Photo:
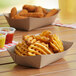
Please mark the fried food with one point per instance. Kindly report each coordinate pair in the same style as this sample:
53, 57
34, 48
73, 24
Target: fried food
23, 12
56, 44
29, 39
39, 9
21, 49
32, 11
19, 17
44, 11
39, 48
42, 38
13, 12
51, 13
42, 44
30, 8
36, 14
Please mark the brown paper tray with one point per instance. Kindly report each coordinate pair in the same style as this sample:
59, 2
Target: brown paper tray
39, 61
29, 23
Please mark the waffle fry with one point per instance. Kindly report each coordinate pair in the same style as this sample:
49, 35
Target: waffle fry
45, 11
13, 12
30, 8
56, 44
29, 39
45, 33
51, 13
19, 17
42, 38
39, 48
23, 12
39, 9
21, 49
35, 14
42, 44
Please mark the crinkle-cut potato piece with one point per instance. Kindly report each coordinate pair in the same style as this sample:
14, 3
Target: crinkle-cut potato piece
31, 54
40, 48
30, 8
29, 39
51, 13
18, 17
13, 12
56, 44
42, 38
45, 11
45, 33
39, 9
42, 44
23, 12
20, 49
35, 14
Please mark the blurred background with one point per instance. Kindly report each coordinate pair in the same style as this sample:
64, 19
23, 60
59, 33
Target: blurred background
67, 13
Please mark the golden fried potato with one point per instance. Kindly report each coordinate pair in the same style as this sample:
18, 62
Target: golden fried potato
29, 39
45, 11
56, 44
30, 8
19, 17
36, 15
42, 38
13, 12
23, 12
42, 44
51, 13
39, 9
45, 33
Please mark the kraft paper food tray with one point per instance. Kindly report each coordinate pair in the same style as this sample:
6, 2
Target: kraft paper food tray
39, 61
30, 23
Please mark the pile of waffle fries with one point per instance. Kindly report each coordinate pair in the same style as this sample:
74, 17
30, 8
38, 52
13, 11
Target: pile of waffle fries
31, 11
42, 44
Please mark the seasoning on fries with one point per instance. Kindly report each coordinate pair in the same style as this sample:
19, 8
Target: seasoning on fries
42, 44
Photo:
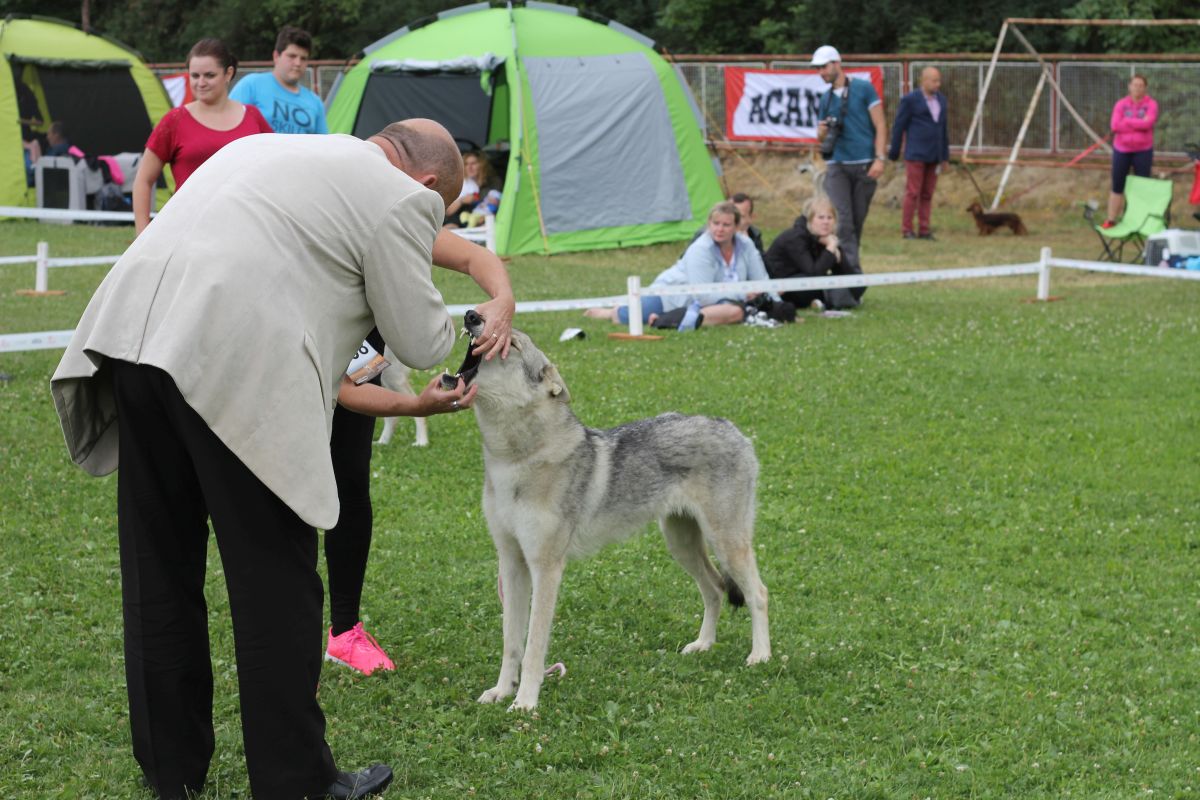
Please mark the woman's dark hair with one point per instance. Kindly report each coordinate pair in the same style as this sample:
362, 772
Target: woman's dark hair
216, 49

### What is expected
Extract word for word every line from the line that contains "Please mark the crinkle-cut" to the final line of the data, both included, and nothing else; skip the pictures.

### Written solution
Please mark the crinkle-cut potato piece with one point per instance. Kindly report each coordinate pair in the same style as this sample:
14, 3
Target: crinkle-cut potato piece
31, 54
40, 48
30, 8
29, 39
51, 13
18, 17
13, 12
56, 44
42, 38
45, 11
45, 33
39, 9
42, 44
23, 12
20, 49
35, 14
Please mark the blurred background with one point per instance. Kindly report each coordinate pair in the same style as this sample:
64, 19
23, 60
59, 33
Target: blurred background
67, 13
Please mark the golden fried potato with one point per instance. Kindly report each coordinate pair in the same style as this sample:
18, 62
Target: golden fried potato
29, 39
45, 11
56, 44
30, 8
19, 17
36, 15
42, 38
13, 12
23, 12
42, 44
51, 13
39, 9
45, 33
Please mark the kraft paper food tray with one point per instance. Kindly report each coordinate pair in the same style as this sample:
6, 2
Target: kraft paper food tray
39, 61
30, 23
Please mark the pile of waffle fries with one point per instance. Kindly report each coordinate pair in the same style as this sample:
74, 17
30, 8
38, 52
13, 11
Target: pile of waffle fries
31, 11
42, 44
Please mark the seasoning on fries with one point per instance. Kindly report each coordinate pair in the same style as this sample:
19, 8
Target: seasoning on fries
42, 44
Photo:
Please mark the woman's dark hair with one point per instance. Kindly report each coordinate pair in the same style as this sample:
362, 772
Target: woman's dark hair
216, 49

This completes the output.